* Selected passage *
####

So yes, we need to bring those that subscribe to such a belief system back into the “reality-based community.” But to undo that priming, it wouldn’t be enough to start before Trump began spewing lies about a rigged election in 2020, because by then some already believed that Hillary Clinton’s popular vote victory was stolen. It wouldn’t be enough to start before Trump declared his candidacy for president, because by then some already believed that Obama was born in Kenya and therefore an illegitimate president. It wouldn’t even be enough to start before birtherism, because by then some already believed that climate change was a hoax. Republican senator from Nebraska and prominent Trump critic Ben Sasse said in 2017 that “we have a risk of getting to a place where we don’t have shared public facts. A republic will not work if we don't have shared facts.” We are at that place without shared public facts, and, thanks to many Republicans less responsible than Sasse (Sasse himself hesitantly acknowledges human contributions to climate change and congratulated Joe Biden as President-elect on Nov. 8), we’ve been there for a while.
And, sure enough, that lack of shared facts has prevented this republic from working properly since long before the tragic and fatal insurrection at the Capitol. This summer, science denialism surrounding mask-wearing (mixed with a strange and very American strain of libertarian individualism) led to countless additional COVID-19 cases and countless unnecessary deaths as a consequence. It is also unsurprising that there have been no serious actions taken to address climate change when in 2019 only 49 percent of U.S. adults thought that human activity contributed “a great deal” to climate change (although a further 30 percent thought it contributed “some”). Addressing these problems can only be delayed for so long.

####

* Required work *
Decide whether each statement below agrees with the passage above on shared public facts. Answer yes or no, and quote the words from the passage that settle it.
1. Ben Sasse made his remark about shared public facts in 2017.
2. In 2019, a majority of U.S. adults thought human activity contributed a great deal to climate change.
3. Sasse congratulated Joe Biden as President-elect on Nov. 8.

####

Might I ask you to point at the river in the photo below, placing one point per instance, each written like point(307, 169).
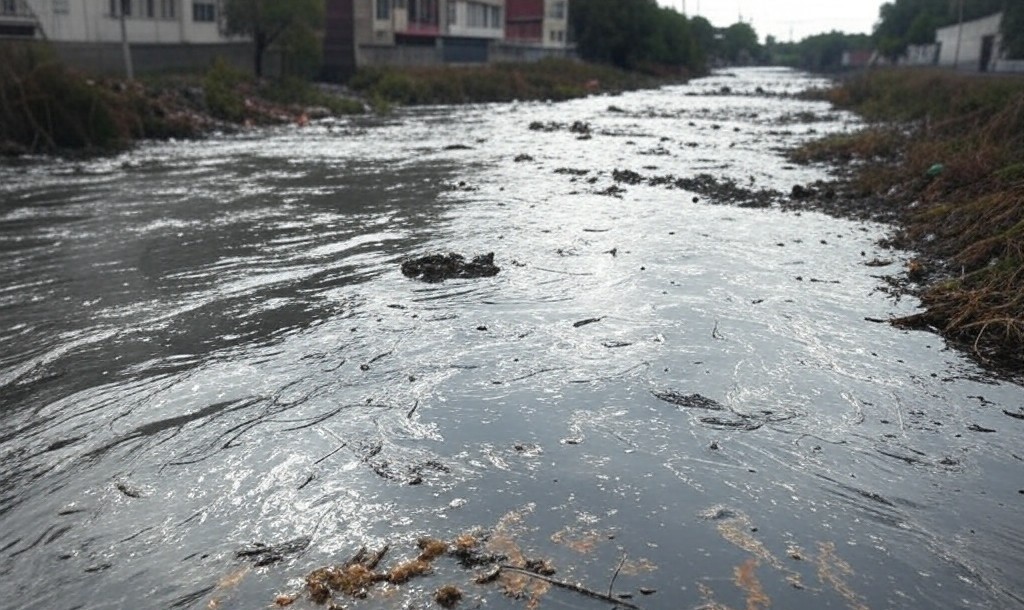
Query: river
point(205, 345)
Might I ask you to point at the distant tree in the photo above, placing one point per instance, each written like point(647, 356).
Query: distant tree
point(633, 35)
point(705, 37)
point(913, 22)
point(739, 43)
point(1013, 30)
point(267, 22)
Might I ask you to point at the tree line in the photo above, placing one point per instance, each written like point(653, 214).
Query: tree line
point(637, 35)
point(904, 23)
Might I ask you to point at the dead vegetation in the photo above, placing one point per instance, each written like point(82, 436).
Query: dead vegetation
point(492, 558)
point(943, 156)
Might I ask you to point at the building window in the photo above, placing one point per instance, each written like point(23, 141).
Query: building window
point(204, 11)
point(556, 9)
point(483, 15)
point(118, 5)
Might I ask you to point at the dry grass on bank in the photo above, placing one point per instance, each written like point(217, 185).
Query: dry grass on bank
point(947, 150)
point(548, 79)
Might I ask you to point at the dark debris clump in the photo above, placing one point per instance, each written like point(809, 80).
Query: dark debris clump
point(438, 267)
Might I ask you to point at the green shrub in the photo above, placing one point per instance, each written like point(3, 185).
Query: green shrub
point(220, 88)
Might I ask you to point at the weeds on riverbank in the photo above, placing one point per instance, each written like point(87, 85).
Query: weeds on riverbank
point(46, 107)
point(947, 150)
point(549, 79)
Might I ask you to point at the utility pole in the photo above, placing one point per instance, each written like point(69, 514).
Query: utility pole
point(960, 36)
point(125, 48)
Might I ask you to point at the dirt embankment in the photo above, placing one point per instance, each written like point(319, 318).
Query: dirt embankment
point(46, 107)
point(943, 158)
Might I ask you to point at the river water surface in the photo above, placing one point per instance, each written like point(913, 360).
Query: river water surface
point(205, 345)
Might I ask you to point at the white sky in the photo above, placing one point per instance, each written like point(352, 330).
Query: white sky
point(782, 17)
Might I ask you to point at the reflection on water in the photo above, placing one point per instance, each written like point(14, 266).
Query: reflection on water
point(209, 344)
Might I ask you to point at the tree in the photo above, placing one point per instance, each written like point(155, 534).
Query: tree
point(268, 22)
point(1013, 30)
point(634, 35)
point(914, 22)
point(739, 43)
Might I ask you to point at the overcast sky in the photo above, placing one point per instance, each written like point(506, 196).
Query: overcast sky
point(784, 17)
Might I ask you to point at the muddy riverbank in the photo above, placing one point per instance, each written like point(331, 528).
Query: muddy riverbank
point(941, 160)
point(217, 386)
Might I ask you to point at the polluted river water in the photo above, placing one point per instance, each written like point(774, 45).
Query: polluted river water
point(209, 346)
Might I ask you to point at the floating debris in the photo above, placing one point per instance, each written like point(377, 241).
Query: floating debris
point(438, 267)
point(448, 596)
point(688, 400)
point(129, 490)
point(264, 555)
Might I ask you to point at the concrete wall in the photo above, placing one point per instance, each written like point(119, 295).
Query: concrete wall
point(107, 58)
point(462, 25)
point(556, 23)
point(971, 40)
point(510, 51)
point(398, 55)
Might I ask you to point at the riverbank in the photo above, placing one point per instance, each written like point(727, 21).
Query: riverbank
point(941, 158)
point(48, 109)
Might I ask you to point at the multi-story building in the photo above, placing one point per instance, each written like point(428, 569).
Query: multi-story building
point(163, 34)
point(431, 32)
point(538, 22)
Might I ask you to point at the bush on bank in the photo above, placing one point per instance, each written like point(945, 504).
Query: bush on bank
point(947, 150)
point(549, 79)
point(46, 107)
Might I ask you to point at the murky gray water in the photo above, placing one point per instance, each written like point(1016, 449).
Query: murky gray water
point(205, 345)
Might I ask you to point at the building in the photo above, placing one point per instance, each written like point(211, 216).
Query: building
point(364, 33)
point(542, 23)
point(921, 54)
point(163, 34)
point(975, 45)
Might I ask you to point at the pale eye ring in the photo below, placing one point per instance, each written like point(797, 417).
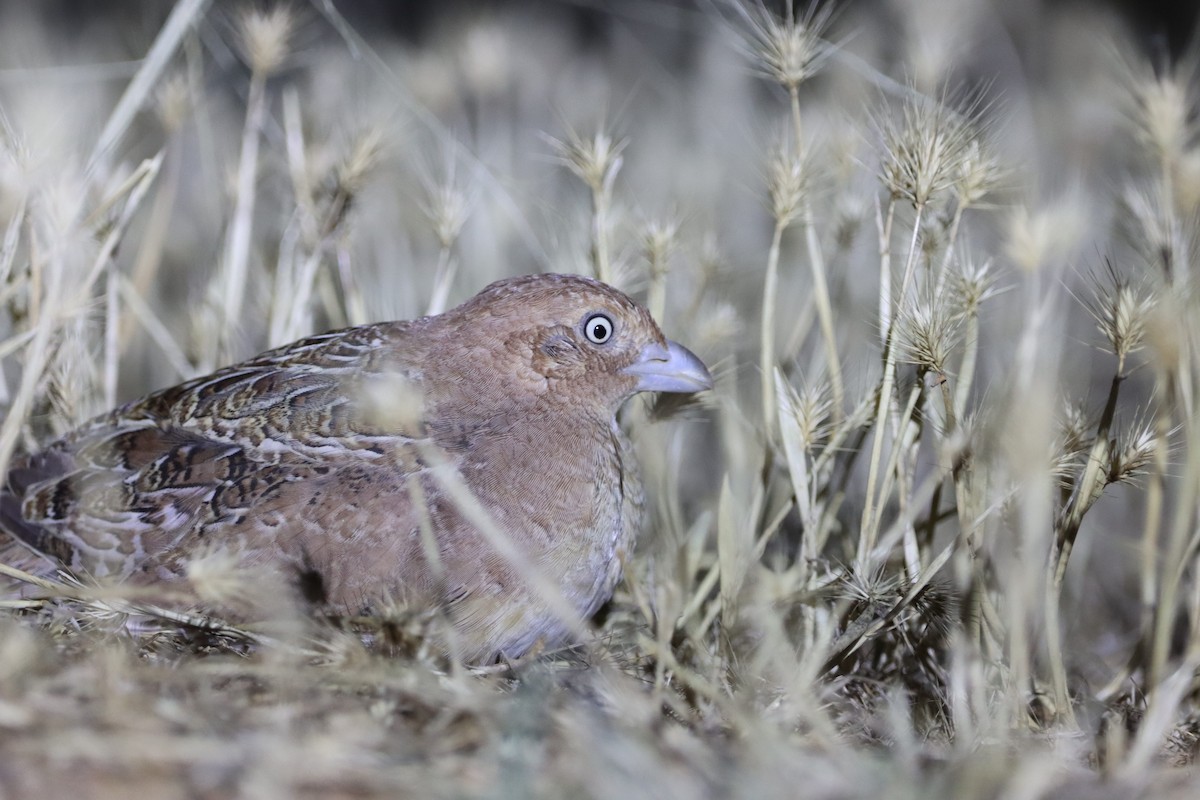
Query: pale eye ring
point(598, 329)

####

* Task output *
1. Yes: "Ben Sasse said in 2017"
2. No: "in 2019 only 49 percent of U.S. adults thought that human activity contributed “a great deal” to climate change"
3. Yes: "congratulated Joe Biden as President-elect on Nov. 8"